━━━ Material shown

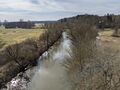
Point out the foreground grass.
[0,29,44,49]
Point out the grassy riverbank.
[0,30,62,88]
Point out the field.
[0,28,43,48]
[99,29,120,51]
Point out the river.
[2,32,72,90]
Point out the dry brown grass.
[0,29,44,48]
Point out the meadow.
[0,28,44,48]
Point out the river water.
[2,32,72,90]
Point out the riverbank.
[0,30,62,88]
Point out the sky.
[0,0,120,21]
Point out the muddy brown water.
[2,32,72,90]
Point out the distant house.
[3,21,35,29]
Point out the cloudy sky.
[0,0,120,21]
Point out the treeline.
[3,21,35,29]
[45,15,120,90]
[53,14,120,29]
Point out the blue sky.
[0,0,120,21]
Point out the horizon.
[0,0,120,22]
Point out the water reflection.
[28,32,71,90]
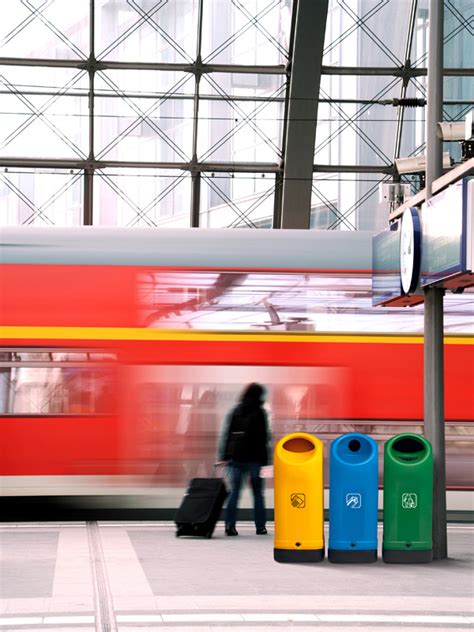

━━━━━━

## Given problem
Please copy every one of the lines above again word for word, leaving the pictures out.

## Answer to the problem
Point out the foreground grass.
[0,29,44,49]
Point out the grassy riverbank.
[0,30,62,88]
Point out the field.
[0,28,43,48]
[99,29,120,51]
Point out the river.
[2,32,72,90]
Point out the dry brown grass.
[0,29,44,48]
Point out the meadow.
[0,28,44,48]
Point out the river water.
[2,32,72,90]
Point out the riverbank.
[0,30,62,88]
Point out the sky.
[0,0,120,21]
Point out the muddy brown water.
[2,32,72,90]
Point out the distant house.
[3,21,35,29]
Point out the cloudy sky.
[0,0,120,21]
Point out the treeline.
[3,21,35,29]
[45,15,120,90]
[53,14,120,29]
Point out the blue sky.
[0,0,120,21]
Point out the horizon.
[0,0,120,22]
Point out the water reflection.
[28,32,71,90]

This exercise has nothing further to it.